[PASSAGE SHOWN]
This film was assembled with conspicuously lesser means than its predecessors. As mentioned, the sets are severely limited, so much so that Lauri has to be shown working on her anthropology thesis in windy public places; when she goes to enter Vera in Jennifer's classes, there is no waiting room set, so she is shown leaning against a wall and reading a magazine in tight close-up, a composition into which Jennifer somehow enters. It frankly doesn't sound like it would work, but the characters and the drama of their situations holds the viewer and the story flows without disruption. Sarno's script, though hampered by the scenic limitations imposed, is innovative for the ways it surprises the familiar viewer's expectations. The outsider here (Lauri) is atypical of such figures in his other work; though she does interfere in a marriage, the sensitive Art's strength of character (a particularly well-played facet of Machuen's performance) doesn't permit her to seduce him until Vera is, to some degree, already lost to him. Lauri doesn't cause the usual divisiveness and destruction common to Sarno's intruder characters but rather sacrifices herself, in order to guide other people, about whom she cares, to a place where they find themselves more fulfilled.

Dan Machuen and Marianne Prevost.
Also remarkable about THE WALL OF FLESH is that Sarno opts not to take any editorial position on the interpersonal dynamics taking place, a problem he subverts by introducing the Colemans' marriage as troubled from the beginning, and by having Art - an unusual Sarno male, in that he's more sensitive than most of the women - repeatedly voice his feeling that he would rather lose Vera than have her live out her life with him unhappily. Sarno typically avoids passing any kind of judgement on his characters as their story is in progress, leaving the viewer as involved in their process as the characters themselves, and reserves any glimpse of judgment for those points where his stories end. This often leads to more conservative conclusions than the bold subject matter or the intensity with which it's pursued might lead us to expect; in this case, however, the film concludes as suddenly and abruptly as it begins, leaving the characters' respective quests for happiness not only ongoing, but, for the viewer, an open question. This seems to me a breakthrough in American erotic cinema, asserting the film's stake in matters of philosophy as well as the sexual, its execution favoring both over the merely erotic.
[/PASSAGE SHOWN]
[RECORDS PROVIDED]
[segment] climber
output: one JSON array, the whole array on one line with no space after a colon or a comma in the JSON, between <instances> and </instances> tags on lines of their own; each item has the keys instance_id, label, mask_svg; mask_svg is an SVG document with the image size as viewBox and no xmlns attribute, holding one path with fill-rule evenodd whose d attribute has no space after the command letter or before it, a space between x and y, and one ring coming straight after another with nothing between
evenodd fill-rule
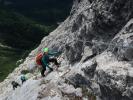
<instances>
[{"instance_id":1,"label":"climber","mask_svg":"<svg viewBox=\"0 0 133 100\"><path fill-rule=\"evenodd\" d=\"M49 63L53 62L57 68L59 67L59 63L57 62L56 58L51 58L51 56L58 56L61 54L61 52L54 52L54 53L50 53L48 48L44 48L43 49L43 57L41 60L42 63L42 70L41 70L41 75L44 77L44 72L46 71L46 67L49 68L50 71L53 71L53 68L49 67Z\"/></svg>"},{"instance_id":2,"label":"climber","mask_svg":"<svg viewBox=\"0 0 133 100\"><path fill-rule=\"evenodd\" d=\"M21 79L21 82L23 84L24 82L26 82L27 77L25 75L21 75L20 79Z\"/></svg>"},{"instance_id":3,"label":"climber","mask_svg":"<svg viewBox=\"0 0 133 100\"><path fill-rule=\"evenodd\" d=\"M12 81L11 84L12 84L13 90L15 90L15 88L17 88L18 86L20 87L20 84L15 81Z\"/></svg>"}]
</instances>

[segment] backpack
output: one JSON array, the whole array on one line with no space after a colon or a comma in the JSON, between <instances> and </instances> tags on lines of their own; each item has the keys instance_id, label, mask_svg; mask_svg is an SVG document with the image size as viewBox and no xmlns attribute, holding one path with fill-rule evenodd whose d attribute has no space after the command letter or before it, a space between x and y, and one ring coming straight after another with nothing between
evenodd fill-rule
<instances>
[{"instance_id":1,"label":"backpack","mask_svg":"<svg viewBox=\"0 0 133 100\"><path fill-rule=\"evenodd\" d=\"M43 54L42 54L42 53L39 53L39 54L36 56L36 63L37 63L38 65L42 65L42 63L41 63L42 57L43 57Z\"/></svg>"}]
</instances>

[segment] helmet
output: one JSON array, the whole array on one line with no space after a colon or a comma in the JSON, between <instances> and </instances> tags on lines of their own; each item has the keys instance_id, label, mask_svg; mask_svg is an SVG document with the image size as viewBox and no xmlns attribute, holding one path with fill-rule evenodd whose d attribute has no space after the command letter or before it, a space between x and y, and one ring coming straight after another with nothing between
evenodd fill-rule
<instances>
[{"instance_id":1,"label":"helmet","mask_svg":"<svg viewBox=\"0 0 133 100\"><path fill-rule=\"evenodd\" d=\"M48 48L44 48L43 49L43 52L48 52Z\"/></svg>"}]
</instances>

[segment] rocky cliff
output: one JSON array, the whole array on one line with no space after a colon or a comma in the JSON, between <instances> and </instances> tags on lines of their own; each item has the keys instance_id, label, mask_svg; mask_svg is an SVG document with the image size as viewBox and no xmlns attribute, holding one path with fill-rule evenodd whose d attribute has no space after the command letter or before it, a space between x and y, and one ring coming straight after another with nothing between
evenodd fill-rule
<instances>
[{"instance_id":1,"label":"rocky cliff","mask_svg":"<svg viewBox=\"0 0 133 100\"><path fill-rule=\"evenodd\" d=\"M0 84L2 100L132 100L133 1L75 0L70 16ZM12 91L44 47L63 51L59 71ZM17 76L18 75L18 76Z\"/></svg>"}]
</instances>

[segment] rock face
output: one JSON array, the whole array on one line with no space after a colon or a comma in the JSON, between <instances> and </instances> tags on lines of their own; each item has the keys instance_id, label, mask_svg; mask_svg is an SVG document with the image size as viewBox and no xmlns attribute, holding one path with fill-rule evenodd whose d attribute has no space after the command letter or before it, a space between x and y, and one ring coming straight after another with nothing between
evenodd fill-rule
<instances>
[{"instance_id":1,"label":"rock face","mask_svg":"<svg viewBox=\"0 0 133 100\"><path fill-rule=\"evenodd\" d=\"M61 75L53 72L45 78L49 82L41 85L53 84L56 92L44 93L50 90L46 88L40 99L132 100L132 18L132 0L75 0L70 16L24 63L44 47L63 51Z\"/></svg>"}]
</instances>

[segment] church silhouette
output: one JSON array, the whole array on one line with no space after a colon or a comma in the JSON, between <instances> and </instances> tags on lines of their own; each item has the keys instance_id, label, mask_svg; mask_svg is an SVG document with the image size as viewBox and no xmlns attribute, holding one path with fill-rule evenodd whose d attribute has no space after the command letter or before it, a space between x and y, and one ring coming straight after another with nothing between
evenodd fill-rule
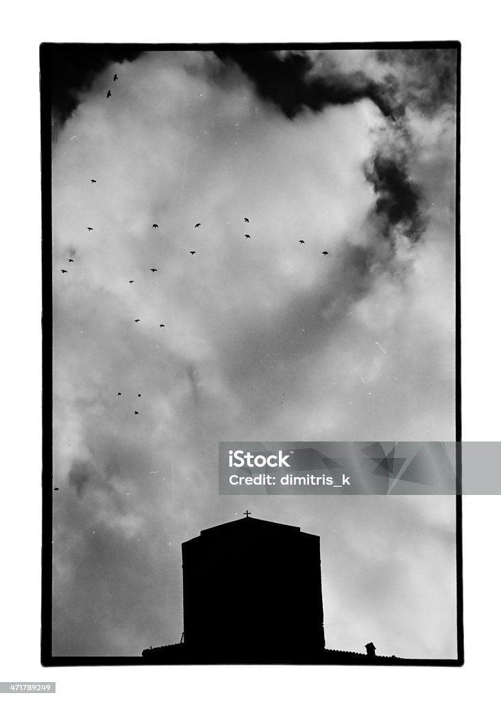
[/RECORDS PROVIDED]
STUDY QUESTIONS.
• A. In the review of THE WALL OF FLESH, where is Lauri shown working on her anthropology thesis?
• B. According to the review of THE WALL OF FLESH, why is Lauri shown leaning against a wall and reading a magazine in tight close-up when she goes to enter Vera in Jennifer's classes?
• C. Continue the review of THE WALL OF FLESH from the end of its last paragraph.
The records are separate material that has nothing to do with the film review.

ANSWERS.
• A. She is shown working on it in windy public places.

• B. The film was made with far fewer resources than its predecessors, so its sets are severely limited. It had no waiting room set, so the scene was staged as a tight close-up of Lauri against a wall.

• C.
It should be mentioned in this context that THE WALL OF FLESH was possibly the first of Sarno's American films to break through certain earlier boundaries; there is more oral-erotic contact (not oral-genital) between the actors, pubic hair is shown, and two of the female characters are shown pleasuring themselves (as in the Swedish-made INGA), though not explicitly. The introduction of masturbation as a topic, and the dramatization of women taking responsibility for their own pleasure and fulfillment, would continue in Sarno's imminent series of "vibrator" films, which began with VIBRATIONS but would become more focused in his Florida-made films ODD TRIANGLE and THE LAYOUT [reviewed VW 91:10].

Something Weird's DVD-R presents the film in full frame 1.33:1 with a bold mono track. (The slight widening of the image seen in my video grabs are an aberration of VLC and do not reflect the actual look of the disc.) The feature is accompanied by a theatrical trailer that includes a glimpse of an uncharacteristically joyous sexual encounter between the Colemans that, curiously, does not appear in SWV's print but is mentioned by Art to Lauri as a positive initial result of Vera's therapy. Whether it was cut prior to release or simply missing from this rare surviving print is not presently known.